### What you will do
Copy out the final stretch of the listing: the line that contains "# for each instance of the green foliage, put" and all lines after it, exactly as they appear.

Dataset records:
══════════
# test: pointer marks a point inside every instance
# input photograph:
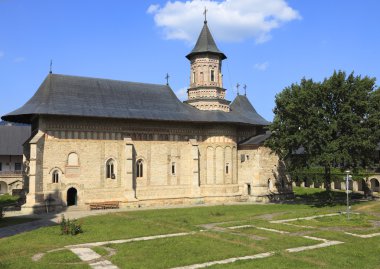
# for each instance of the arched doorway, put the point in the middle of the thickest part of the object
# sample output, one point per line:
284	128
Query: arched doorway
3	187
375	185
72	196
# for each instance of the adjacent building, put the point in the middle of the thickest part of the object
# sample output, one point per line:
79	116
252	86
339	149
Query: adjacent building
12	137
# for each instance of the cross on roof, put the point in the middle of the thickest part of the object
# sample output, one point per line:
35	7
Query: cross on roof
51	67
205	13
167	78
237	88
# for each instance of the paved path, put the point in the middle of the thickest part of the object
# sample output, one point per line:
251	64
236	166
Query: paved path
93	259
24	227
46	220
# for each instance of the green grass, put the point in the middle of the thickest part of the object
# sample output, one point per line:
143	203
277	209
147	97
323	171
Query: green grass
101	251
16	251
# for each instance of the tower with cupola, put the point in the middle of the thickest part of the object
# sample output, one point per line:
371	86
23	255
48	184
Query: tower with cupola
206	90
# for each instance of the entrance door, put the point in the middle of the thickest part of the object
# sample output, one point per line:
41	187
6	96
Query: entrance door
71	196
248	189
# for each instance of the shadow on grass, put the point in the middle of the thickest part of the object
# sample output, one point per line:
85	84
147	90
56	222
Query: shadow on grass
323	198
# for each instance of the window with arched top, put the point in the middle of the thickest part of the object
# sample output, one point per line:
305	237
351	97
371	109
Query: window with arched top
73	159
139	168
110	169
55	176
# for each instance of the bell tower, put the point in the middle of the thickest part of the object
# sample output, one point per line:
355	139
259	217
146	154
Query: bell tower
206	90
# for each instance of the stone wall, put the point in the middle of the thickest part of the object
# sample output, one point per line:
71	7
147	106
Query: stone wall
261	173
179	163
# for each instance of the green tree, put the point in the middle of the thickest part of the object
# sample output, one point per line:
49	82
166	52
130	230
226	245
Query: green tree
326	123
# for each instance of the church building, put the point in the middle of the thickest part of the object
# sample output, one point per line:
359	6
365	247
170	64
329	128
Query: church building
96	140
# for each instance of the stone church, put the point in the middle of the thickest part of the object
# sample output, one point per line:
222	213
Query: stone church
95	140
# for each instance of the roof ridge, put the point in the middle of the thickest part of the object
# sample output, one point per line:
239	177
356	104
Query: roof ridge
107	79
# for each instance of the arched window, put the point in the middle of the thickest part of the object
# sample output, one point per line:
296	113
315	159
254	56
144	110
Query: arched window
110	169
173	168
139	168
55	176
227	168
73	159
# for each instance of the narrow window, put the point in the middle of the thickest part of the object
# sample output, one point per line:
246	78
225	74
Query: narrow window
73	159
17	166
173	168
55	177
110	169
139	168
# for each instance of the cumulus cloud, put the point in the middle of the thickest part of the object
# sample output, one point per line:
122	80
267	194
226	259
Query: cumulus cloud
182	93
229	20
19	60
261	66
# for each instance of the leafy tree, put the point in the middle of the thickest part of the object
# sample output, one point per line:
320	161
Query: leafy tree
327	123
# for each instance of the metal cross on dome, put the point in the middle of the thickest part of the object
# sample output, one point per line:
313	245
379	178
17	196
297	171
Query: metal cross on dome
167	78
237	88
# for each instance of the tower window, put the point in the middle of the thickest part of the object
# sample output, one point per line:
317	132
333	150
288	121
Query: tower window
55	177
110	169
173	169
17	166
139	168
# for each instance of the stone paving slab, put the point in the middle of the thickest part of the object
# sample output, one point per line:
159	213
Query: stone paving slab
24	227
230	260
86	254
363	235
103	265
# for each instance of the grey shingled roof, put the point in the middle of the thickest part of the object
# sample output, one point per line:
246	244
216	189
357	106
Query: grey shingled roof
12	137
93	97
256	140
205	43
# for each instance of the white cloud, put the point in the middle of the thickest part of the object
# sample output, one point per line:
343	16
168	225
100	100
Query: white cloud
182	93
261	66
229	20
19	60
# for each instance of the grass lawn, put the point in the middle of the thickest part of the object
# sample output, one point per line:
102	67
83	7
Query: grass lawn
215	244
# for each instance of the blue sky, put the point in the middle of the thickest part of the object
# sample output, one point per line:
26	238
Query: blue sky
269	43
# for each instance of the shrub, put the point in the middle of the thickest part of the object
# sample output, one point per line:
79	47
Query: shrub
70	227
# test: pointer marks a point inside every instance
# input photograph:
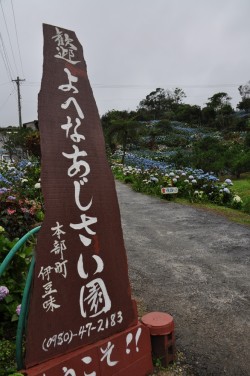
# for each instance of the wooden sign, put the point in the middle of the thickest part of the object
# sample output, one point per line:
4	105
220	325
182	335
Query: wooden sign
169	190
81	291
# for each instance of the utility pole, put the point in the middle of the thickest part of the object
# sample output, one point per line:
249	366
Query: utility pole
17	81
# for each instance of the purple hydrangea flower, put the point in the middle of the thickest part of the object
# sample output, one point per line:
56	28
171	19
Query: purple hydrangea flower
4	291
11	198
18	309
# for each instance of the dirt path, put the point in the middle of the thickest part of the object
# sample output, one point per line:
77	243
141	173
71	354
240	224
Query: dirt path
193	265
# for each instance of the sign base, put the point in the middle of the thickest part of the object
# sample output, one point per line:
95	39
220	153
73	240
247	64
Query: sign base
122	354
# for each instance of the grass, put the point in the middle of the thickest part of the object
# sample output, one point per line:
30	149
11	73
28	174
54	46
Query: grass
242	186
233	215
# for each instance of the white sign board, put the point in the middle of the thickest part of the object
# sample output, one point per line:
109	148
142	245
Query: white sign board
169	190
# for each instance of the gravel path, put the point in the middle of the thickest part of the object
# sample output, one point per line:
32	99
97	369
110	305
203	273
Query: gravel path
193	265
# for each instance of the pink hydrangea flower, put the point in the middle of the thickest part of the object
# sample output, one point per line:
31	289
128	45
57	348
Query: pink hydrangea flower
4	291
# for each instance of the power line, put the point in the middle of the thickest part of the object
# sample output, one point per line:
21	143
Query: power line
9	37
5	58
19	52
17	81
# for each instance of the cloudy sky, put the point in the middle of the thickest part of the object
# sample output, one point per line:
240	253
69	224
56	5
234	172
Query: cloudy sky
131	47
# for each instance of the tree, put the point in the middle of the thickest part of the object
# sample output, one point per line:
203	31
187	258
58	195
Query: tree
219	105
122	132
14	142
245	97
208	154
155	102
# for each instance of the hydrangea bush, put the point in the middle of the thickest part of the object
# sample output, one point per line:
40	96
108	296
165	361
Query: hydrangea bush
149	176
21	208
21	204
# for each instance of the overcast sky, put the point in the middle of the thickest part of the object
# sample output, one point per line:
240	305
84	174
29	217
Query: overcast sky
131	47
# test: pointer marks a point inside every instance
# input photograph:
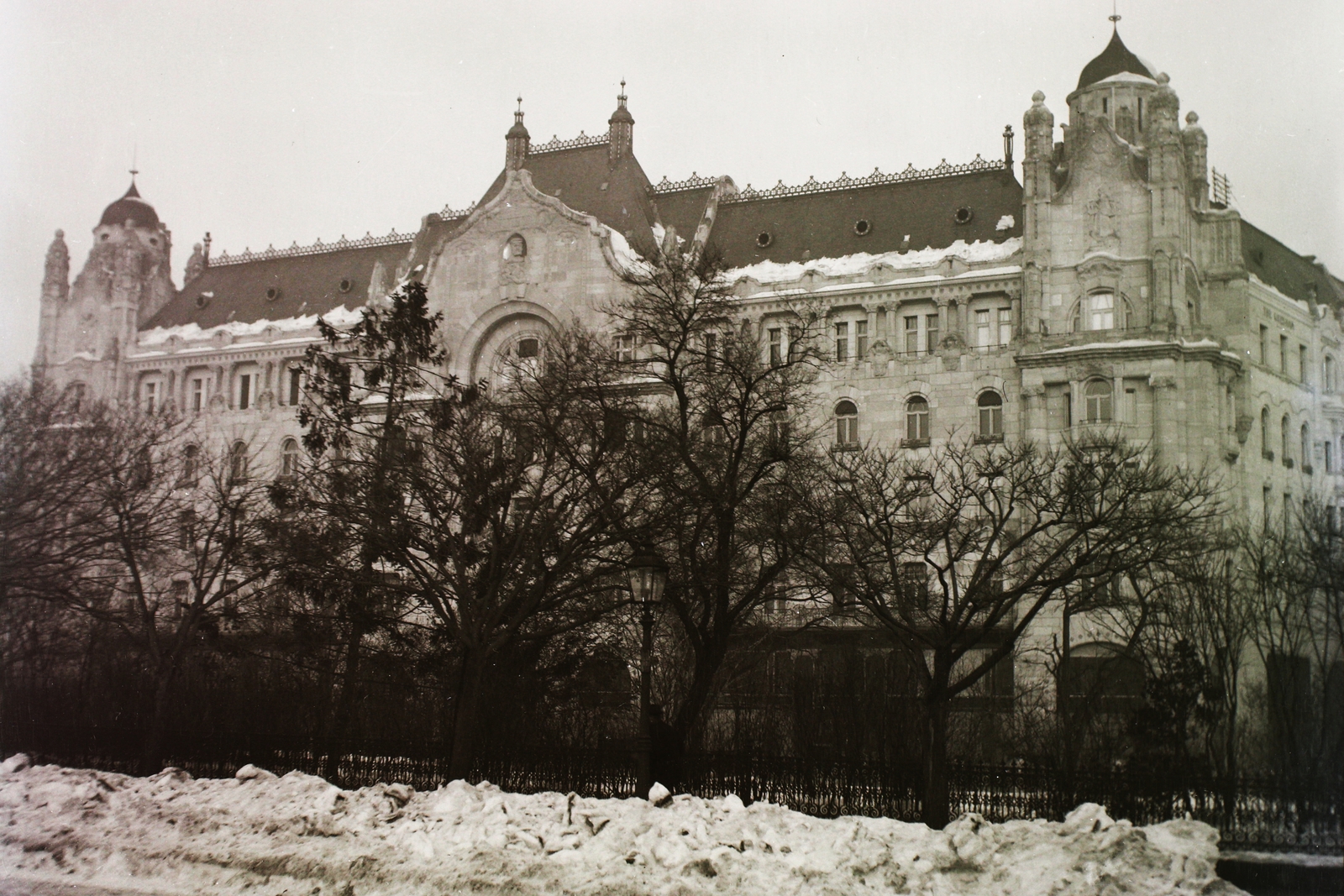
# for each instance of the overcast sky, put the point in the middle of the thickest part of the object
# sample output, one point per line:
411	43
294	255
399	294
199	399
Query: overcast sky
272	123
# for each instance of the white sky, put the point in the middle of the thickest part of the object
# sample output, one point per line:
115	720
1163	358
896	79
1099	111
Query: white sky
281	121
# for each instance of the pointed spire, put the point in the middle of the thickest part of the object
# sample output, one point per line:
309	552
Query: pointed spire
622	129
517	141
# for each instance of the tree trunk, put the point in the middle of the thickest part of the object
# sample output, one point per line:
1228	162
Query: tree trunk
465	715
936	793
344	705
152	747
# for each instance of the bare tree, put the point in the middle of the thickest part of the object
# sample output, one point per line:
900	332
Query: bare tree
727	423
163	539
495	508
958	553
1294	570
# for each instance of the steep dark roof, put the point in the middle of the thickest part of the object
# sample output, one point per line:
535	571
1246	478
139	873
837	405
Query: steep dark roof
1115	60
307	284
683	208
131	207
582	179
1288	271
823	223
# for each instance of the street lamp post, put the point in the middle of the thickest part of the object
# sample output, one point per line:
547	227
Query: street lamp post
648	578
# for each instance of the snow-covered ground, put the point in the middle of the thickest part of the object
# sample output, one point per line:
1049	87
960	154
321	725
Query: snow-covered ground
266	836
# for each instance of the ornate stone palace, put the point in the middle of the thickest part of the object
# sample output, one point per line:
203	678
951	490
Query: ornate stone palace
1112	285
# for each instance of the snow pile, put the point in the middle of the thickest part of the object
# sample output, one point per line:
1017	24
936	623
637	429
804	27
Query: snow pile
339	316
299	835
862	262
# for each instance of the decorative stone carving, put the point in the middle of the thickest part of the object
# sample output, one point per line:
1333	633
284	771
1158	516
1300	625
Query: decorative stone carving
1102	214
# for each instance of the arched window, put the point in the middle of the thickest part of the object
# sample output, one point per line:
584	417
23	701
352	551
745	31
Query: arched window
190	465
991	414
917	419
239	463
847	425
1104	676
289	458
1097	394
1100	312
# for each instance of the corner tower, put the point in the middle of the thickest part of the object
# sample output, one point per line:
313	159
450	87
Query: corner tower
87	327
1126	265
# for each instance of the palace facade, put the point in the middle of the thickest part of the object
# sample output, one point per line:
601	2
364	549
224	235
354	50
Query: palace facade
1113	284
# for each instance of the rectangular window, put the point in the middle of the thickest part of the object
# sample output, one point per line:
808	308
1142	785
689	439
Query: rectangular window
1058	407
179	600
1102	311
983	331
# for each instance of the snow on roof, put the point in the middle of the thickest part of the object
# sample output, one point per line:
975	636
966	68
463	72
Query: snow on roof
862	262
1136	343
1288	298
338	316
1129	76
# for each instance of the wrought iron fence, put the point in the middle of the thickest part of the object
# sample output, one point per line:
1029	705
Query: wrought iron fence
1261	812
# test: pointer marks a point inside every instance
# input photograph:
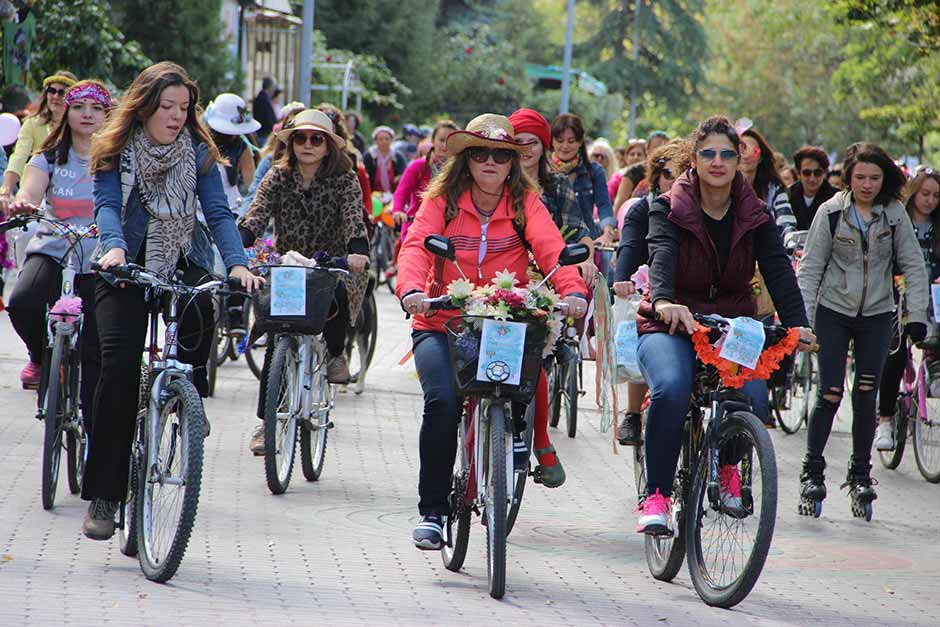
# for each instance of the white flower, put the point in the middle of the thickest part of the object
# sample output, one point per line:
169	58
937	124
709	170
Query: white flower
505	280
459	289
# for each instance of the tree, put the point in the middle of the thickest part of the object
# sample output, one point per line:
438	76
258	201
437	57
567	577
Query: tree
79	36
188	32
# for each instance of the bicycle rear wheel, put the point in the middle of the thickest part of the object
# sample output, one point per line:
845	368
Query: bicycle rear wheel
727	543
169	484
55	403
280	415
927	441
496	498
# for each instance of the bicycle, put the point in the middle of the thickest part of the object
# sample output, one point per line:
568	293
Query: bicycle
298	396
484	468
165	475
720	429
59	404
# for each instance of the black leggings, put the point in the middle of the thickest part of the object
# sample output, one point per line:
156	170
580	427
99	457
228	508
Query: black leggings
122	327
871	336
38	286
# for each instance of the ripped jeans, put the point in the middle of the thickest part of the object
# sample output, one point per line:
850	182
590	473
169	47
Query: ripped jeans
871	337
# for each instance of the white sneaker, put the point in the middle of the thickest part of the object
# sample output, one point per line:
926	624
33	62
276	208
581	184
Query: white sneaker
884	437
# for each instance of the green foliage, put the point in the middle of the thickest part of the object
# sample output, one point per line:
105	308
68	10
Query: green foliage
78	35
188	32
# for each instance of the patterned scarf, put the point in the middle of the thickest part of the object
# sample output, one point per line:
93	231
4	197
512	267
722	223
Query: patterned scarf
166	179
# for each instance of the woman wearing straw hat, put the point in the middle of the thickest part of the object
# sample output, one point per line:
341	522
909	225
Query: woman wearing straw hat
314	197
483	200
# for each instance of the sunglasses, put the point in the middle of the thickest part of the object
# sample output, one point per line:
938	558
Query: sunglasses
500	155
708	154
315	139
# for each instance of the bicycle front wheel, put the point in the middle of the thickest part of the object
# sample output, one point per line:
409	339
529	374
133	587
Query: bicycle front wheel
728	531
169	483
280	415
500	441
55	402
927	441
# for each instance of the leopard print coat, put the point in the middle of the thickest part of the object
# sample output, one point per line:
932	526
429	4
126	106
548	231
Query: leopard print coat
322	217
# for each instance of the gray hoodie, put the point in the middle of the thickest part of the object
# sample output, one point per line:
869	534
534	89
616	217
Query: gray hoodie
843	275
══════════
### Response to this task
# for each instance of the green foliage, put the point in the middle of the thickest part of the object
# sample output, one point per line:
105	308
68	10
Query: green foliage
78	35
188	32
# for each instance of the patterned scarf, put the point in the middle of the thickest part of the object
# sample output, one point per line:
93	231
4	197
512	267
722	223
Query: patterned scarf
166	179
# for each instance of the woman wearing straw hat, put the point in the middle of the thickest part of the object
# sample output, one point per line:
341	522
909	225
Query: woman wearing straw hat
314	197
483	200
# for each instance of the sunglasses, put the point in the middle of the thickest part of the object
# sample output, one point per line:
938	558
Query: sunglasses
500	155
708	154
315	139
# for each instance of the bicycle front wheel, put the point in the middle of the thickest part of the object
# sample output, one point per line:
409	339
529	374
133	587
Query: bicycle front wheel
728	531
169	483
280	415
500	441
55	402
927	441
# for each instance of the leopard print coat, put the point in the middle of the thickest part of the object
# sample output, one point per line:
932	526
429	4
126	106
548	231
Query: leopard print coat
322	217
# for each instance of the gray hoodie, put the point in the middle of the thickest part of the object
# sample output, one point per line:
869	534
534	89
616	217
Query: gray hoodie
843	275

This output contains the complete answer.